▸ **Work to complete**
What you give back must match the records below word for word.

[Extracted information Boundary: Start]

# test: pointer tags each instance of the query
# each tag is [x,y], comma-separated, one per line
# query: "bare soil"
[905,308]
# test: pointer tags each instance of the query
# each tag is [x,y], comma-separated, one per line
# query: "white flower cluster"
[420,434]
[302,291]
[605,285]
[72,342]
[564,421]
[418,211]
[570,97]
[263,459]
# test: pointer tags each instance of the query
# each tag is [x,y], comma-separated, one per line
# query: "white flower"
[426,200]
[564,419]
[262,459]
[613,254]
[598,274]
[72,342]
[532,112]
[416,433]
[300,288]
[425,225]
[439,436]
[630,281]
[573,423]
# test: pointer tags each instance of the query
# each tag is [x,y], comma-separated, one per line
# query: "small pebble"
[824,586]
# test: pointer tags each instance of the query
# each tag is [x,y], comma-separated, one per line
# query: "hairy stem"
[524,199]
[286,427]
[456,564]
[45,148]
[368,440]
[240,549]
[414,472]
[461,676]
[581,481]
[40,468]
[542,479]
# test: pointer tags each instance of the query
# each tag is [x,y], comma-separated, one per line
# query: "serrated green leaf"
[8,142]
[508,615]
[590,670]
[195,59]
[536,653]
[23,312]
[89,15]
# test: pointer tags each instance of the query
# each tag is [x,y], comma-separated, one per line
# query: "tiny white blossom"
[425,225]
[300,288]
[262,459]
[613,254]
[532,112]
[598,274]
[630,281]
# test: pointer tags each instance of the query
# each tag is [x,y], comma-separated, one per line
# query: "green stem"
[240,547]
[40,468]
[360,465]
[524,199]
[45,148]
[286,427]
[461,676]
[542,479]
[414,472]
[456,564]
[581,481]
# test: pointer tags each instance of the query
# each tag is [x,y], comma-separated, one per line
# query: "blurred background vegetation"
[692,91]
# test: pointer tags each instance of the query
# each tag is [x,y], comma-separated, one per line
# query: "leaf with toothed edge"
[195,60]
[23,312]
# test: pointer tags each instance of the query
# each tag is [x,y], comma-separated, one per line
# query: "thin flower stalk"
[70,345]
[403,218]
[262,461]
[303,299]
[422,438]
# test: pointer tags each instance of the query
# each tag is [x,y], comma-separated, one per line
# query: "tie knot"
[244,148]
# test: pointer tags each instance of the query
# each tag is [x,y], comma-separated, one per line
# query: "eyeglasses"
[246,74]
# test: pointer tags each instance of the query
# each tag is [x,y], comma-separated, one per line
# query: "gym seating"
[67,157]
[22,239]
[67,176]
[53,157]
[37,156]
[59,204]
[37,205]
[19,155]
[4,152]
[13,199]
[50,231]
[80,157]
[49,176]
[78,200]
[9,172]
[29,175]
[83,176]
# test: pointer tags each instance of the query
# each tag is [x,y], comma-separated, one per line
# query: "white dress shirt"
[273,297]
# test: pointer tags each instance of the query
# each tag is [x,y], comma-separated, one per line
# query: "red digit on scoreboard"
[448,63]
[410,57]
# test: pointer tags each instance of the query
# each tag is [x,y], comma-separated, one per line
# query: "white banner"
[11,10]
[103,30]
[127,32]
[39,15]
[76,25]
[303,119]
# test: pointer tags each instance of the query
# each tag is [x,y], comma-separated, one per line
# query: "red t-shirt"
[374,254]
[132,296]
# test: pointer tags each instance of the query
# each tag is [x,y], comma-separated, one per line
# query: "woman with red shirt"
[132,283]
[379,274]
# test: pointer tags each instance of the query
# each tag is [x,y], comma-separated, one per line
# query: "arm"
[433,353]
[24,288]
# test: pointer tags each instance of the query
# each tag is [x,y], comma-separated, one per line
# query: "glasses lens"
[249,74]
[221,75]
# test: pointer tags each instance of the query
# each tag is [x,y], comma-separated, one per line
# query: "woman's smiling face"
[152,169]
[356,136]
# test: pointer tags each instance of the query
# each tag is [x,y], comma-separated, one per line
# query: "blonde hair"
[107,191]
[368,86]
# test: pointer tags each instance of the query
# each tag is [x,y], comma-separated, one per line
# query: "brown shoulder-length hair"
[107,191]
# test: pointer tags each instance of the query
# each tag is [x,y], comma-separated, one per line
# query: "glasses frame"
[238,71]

[Extracted information Boundary: End]

▸ **Problem solution**
# test: pointer tags each instance of the query
# each tag is [x,y], comma-separated, one per line
# query: "bare soil"
[905,308]
# test: pointer tags each instance of the query
# each tag is [x,y], comma-separated, one per line
# query: "white flower cluster"
[420,434]
[302,291]
[605,285]
[72,342]
[564,421]
[418,211]
[570,97]
[263,459]
# test: pointer tags each instance of the query
# each tag is [x,y], comma-separated, one per line
# query: "white flower"
[426,200]
[564,419]
[262,459]
[613,254]
[598,274]
[72,342]
[532,112]
[416,433]
[300,288]
[425,225]
[439,436]
[630,281]
[573,423]
# test: pointer tags each instance of the query
# each tag is [x,y], comma-separated, one per line
# query: "small pebble"
[824,586]
# test: pointer tags each instance of the query
# each tag is [x,y], comma-separated, one per line
# query: "hairy stem"
[524,199]
[286,427]
[456,564]
[45,148]
[368,440]
[240,549]
[414,472]
[461,676]
[581,481]
[40,468]
[542,479]
# test: pointer tags each instance of the query
# each tag is [x,y], comma-separated, one per line
# query: "serrated green leaf"
[8,142]
[508,615]
[590,670]
[195,59]
[536,653]
[23,312]
[89,15]
# test: pointer tags each instance of the query
# each tag is [x,y], comma-separated, one per line
# query: "tiny white blossom"
[425,225]
[300,288]
[262,459]
[613,254]
[532,112]
[598,274]
[630,281]
# test: pointer tags each instance of the query
# each tag is [x,y], comma-separated, one per line
# query: "green stem"
[240,547]
[40,468]
[360,465]
[524,199]
[45,148]
[286,427]
[461,676]
[542,479]
[414,472]
[456,564]
[581,481]
# test: pointer tags each instance of the query
# each tag is [x,y], comma-separated, one per line
# query: "blurred background vegetation"
[692,91]
# test: pointer tags each instance of the query
# each tag is [x,y], comma-separated, one per line
# query: "leaf with toothed edge"
[195,60]
[23,312]
# test: pointer tags each instance of the query
# each tag is [x,y], comma-separated, one per line
# query: "thin flower stalk"
[70,345]
[403,218]
[262,461]
[303,299]
[422,438]
# test: pointer tags each instance of the query
# each tag is [x,y], comma-separated, one per line
# query: "tie knot"
[244,148]
# test: pointer tags each instance of the query
# each tag is [x,y], comma-separated, one per line
# query: "eyeglasses"
[246,74]
# test: pointer tags each instance of the query
# each tag is [x,y], comma-separated, one per line
# query: "gym seating"
[67,157]
[22,239]
[67,176]
[53,157]
[37,156]
[59,204]
[37,205]
[19,155]
[4,152]
[13,199]
[50,231]
[80,157]
[49,176]
[78,200]
[9,172]
[29,175]
[83,176]
# test: pointer tags each instance of the query
# each tag is [x,y], comma-separated, one per line
# query: "white dress shirt"
[273,297]
# test: pointer tags each instance of the query
# each tag is [x,y], comma-separated, one per line
# query: "red digit on scoreboard"
[448,63]
[410,57]
# test: pointer tags each instance of the query
# each tag is [x,y], comma-separated, one per line
# query: "white banner"
[11,10]
[103,30]
[127,32]
[39,15]
[76,25]
[303,119]
# test: pointer tags each instance of the query
# each tag is [x,y], comma-separated, one per line
# query: "red t-shirt"
[374,254]
[132,296]
# test: pointer tags each instance of the query
# each tag is [x,y], comma-separated, one per line
# query: "woman with red shirt"
[132,283]
[379,274]
# test: pointer tags each instance of the query
# each tag is [x,y], comma-separated, one per line
# query: "arm"
[433,353]
[24,288]
# test: pointer tags each instance of the query
# each tag is [x,y], comma-separated, one per line
# query: "glasses lens"
[249,74]
[221,75]
# test: pointer tags each instance of the query
# each tag is [x,y], comma-separated, one per line
# query: "woman's smiling face"
[152,169]
[356,136]
# test: pointer tags each instance of the query
# each tag is [x,y], comma-separated, one per line
# query: "blonde hair"
[107,191]
[368,86]
# test: pointer tags each instance of the query
# each tag is [x,y], comma-separated, one per line
# query: "brown shoulder-length hair"
[107,191]
# test: pointer tags each instance of the query
# each tag is [x,y], comma-separated, one per line
# query: "glasses frame"
[238,71]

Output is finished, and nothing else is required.